Culture

The Unexpected Introspection of Lil Nas X


In the earliest days of his career, the twenty-two-year-old musician Lil Nas X was a poster child for success on TikTok, after the platform helped propel his song “Old Town Road” to unprecedented ubiquity. Lately, he’s grown into something more old-fashioned: a music-video star. Pop culture is more visual than ever, but the traditional music video—in all its cinematic, big-budget glory—has been overtaken by bite-size, off-the-cuff material tailored for rapid consumption on social media. Still, the extravagant music video has become the most effective way for Lil Nas X, a master of visual iconography, to make a splash. In March, he released a video for a new single titled “Montero (Call Me by Your Name),” which begins with a voice-over: “In life, we hide the parts of ourselves we don’t want the world to see. . . . But here we don’t. Welcome to Montero.” Lil Nas X, born Montero Lamar Hill, was using his given name for a fantastical underworld of his own making, a pastel-colored utopia where everyone could fly a freak flag. Rendered in C.G.I., the video follows Lil Nas X through a baroque, Boschian netherland, populated by outrageously costumed clones of the artist, and crackling with sexual charge.

For Lil Nas X, who revealed in 2019 that he is gay, “Montero” signalled a new and emphatically libidinal phase in his art. At the end of the video, the singer, dressed in nothing but a pair of briefs and thigh-high boots, slides down a never-ending stripper pole and lands in a version of Hell, where he performs a striptease for Satan. As part of the rollout for the video, Lil Nas X announced a collaboration with a company called MSCHF, which designed a limited-edition run of satanic-themed Nikes, each allegedly containing a drop of human blood in its sole. The video was raunchy, sure, but it was too absurdist to be as salacious as its naysayers made it out to be. Nevertheless, after the release of the video and the sneakers, Lil Nas X was decried by Christian pastors, Fox News, and even the South Dakota governor, Kristi Noem. (“We are in a fight for the soul of our nation,” she tweeted.) The critiques only affirmed Lil Nas X’s intuitive ability to create a major moment in pop culture. “Montero” the song—a hand-clappy fusion of hip-hop and flamenco with lyrics about Lil Nas X’s desperate longing for one man—was almost beside the point. “Old Town Road” lived in a psychedelic alternative universe, bridging the familiar with the futuristic. “Montero” positioned Lil Nas X in pop music’s present-day reality, which is not nearly as fun.

→ **Material shown**

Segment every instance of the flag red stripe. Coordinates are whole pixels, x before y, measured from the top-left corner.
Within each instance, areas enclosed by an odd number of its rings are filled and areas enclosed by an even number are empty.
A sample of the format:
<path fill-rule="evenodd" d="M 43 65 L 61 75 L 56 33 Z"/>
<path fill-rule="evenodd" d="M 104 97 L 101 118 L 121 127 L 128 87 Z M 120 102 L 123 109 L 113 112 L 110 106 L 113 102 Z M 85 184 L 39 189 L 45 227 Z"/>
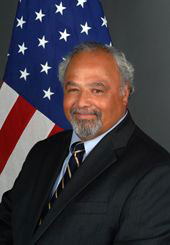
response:
<path fill-rule="evenodd" d="M 19 96 L 0 130 L 0 173 L 36 109 Z"/>
<path fill-rule="evenodd" d="M 55 125 L 51 130 L 50 134 L 48 135 L 48 137 L 52 136 L 53 134 L 59 133 L 63 130 L 64 130 L 63 128 L 60 128 L 59 126 Z"/>

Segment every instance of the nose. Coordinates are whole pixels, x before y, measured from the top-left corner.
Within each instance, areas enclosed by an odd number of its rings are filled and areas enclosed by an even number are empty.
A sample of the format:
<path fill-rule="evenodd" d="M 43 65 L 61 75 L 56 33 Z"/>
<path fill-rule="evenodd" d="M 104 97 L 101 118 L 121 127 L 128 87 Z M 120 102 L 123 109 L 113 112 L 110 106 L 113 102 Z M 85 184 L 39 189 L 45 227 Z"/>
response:
<path fill-rule="evenodd" d="M 77 106 L 81 107 L 88 107 L 91 104 L 90 95 L 88 92 L 81 91 L 77 97 Z"/>

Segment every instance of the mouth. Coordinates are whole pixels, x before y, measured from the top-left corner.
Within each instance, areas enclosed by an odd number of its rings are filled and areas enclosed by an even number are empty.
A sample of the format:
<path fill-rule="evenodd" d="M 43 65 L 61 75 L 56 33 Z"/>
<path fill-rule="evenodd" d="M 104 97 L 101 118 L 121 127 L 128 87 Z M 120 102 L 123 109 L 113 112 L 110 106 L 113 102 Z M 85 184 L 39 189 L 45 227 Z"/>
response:
<path fill-rule="evenodd" d="M 73 115 L 74 118 L 78 120 L 91 120 L 91 119 L 96 119 L 96 115 L 92 113 L 75 113 Z"/>

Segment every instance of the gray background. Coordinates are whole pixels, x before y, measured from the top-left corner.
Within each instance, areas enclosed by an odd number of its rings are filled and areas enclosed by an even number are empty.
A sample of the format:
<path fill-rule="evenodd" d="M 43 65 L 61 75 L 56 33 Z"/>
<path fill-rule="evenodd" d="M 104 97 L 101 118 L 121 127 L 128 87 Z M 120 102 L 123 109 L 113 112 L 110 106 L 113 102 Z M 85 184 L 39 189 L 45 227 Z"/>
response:
<path fill-rule="evenodd" d="M 137 124 L 170 151 L 170 0 L 101 2 L 114 46 L 135 66 L 130 111 Z M 0 79 L 16 6 L 17 0 L 0 2 Z"/>

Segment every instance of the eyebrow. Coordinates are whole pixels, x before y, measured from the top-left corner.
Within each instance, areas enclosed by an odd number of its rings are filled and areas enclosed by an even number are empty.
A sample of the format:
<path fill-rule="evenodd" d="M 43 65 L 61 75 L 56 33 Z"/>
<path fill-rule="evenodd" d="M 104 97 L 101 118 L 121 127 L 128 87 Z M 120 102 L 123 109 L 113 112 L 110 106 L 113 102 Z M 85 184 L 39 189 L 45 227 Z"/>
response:
<path fill-rule="evenodd" d="M 69 86 L 75 86 L 78 87 L 79 84 L 74 82 L 74 81 L 67 81 L 65 84 L 65 88 L 69 87 Z M 105 88 L 105 82 L 104 81 L 97 81 L 97 82 L 92 82 L 87 84 L 88 87 L 101 87 L 101 88 Z"/>
<path fill-rule="evenodd" d="M 73 81 L 67 81 L 65 84 L 65 88 L 67 88 L 68 86 L 78 86 L 78 85 Z"/>
<path fill-rule="evenodd" d="M 103 81 L 93 82 L 89 85 L 90 85 L 90 87 L 103 87 L 103 88 L 105 87 L 105 84 Z"/>

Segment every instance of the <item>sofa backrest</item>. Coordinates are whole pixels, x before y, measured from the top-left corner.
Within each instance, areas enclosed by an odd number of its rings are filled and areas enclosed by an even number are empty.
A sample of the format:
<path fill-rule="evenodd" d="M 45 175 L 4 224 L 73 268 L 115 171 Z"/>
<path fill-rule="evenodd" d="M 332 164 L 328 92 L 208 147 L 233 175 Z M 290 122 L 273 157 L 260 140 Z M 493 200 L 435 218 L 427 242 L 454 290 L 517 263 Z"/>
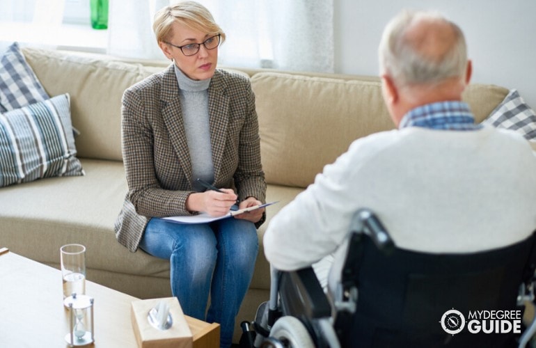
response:
<path fill-rule="evenodd" d="M 122 161 L 121 98 L 125 89 L 161 67 L 104 55 L 24 47 L 24 58 L 50 96 L 68 93 L 77 156 Z"/>
<path fill-rule="evenodd" d="M 378 78 L 258 72 L 251 84 L 269 184 L 306 187 L 353 141 L 394 128 Z M 507 93 L 496 86 L 472 84 L 464 98 L 480 122 Z"/>
<path fill-rule="evenodd" d="M 123 160 L 121 98 L 130 86 L 168 64 L 122 61 L 101 54 L 24 47 L 24 56 L 51 96 L 71 96 L 78 156 Z M 237 69 L 230 69 L 240 71 Z M 243 70 L 255 93 L 262 165 L 269 184 L 306 187 L 355 139 L 394 125 L 375 77 Z M 477 122 L 508 90 L 471 84 L 464 99 Z"/>

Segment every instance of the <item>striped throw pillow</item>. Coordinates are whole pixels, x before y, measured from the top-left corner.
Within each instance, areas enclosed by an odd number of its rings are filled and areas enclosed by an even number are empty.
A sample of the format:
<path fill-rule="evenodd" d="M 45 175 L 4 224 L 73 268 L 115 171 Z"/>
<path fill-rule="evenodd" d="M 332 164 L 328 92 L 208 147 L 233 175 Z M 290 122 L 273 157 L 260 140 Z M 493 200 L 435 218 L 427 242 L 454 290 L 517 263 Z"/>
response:
<path fill-rule="evenodd" d="M 0 187 L 83 175 L 72 129 L 68 94 L 0 113 Z"/>

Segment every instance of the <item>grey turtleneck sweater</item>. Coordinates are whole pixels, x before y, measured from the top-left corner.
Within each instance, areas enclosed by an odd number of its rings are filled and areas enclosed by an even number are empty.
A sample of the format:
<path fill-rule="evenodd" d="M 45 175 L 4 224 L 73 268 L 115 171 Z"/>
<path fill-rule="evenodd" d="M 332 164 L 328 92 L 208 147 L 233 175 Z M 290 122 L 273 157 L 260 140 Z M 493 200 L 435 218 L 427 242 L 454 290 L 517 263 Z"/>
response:
<path fill-rule="evenodd" d="M 200 177 L 207 182 L 214 182 L 208 113 L 208 86 L 210 84 L 210 79 L 192 80 L 177 65 L 175 66 L 175 74 L 179 84 L 186 141 L 191 161 L 192 185 L 196 191 L 203 191 L 205 189 L 196 182 L 196 179 Z"/>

→ **Things to do**
1 - According to the Lil Nas X article, what is the musician's birth name?
2 - Pick up the Lil Nas X article after its last sentence and keep writing it.

→ **Task results**
1 - Montero Lamar Hill

2 -
The frenzy of attention around the “Montero” video seemed only to fuel Lil Nas X’s taste for provocation. In July, he released the music video for a new single, “Industry Baby,” another ambitious visual feast, this time with a mischievous eye trained on the institution of prison. The clip features Lil Nas X as an inmate at Montero State Prison, a place where the prisoners wear bright-pink uniforms, and sometimes nothing at all. Riffing on Black male sexuality in the context of incarceration, Lil Nas X performs an energetic dance routine in the showers with his fellow-inmates. The song, which nods to some of the hip-hop pumping out of Lil Nas X’s home town of Atlanta, contains a triumphant horn arrangement and a swaggering chorus: “This one is for the champions.” It also has a forgettable guest verse by Jack Harlow, the faintly charming, cocksure white rapper du jour. (Near the end of the video, Lil Nas X escapes the prison when one of the guards is distracted by watching the video for “Montero (Call Me by Your Name).”) Not since Lady Gaga in her early days of stardom has an artist so fully taken advantage of the music video as a receptacle for camp, comedy, social commentary, and ostentation. And as with Lady Gaga there’s some cognitive dissonance involved in the pairing of such over-the-top videos with otherwise unremarkable pop songs. Since “Old Town Road,” Lil Nas X has yet to produce a song that feels worthy of such pomp.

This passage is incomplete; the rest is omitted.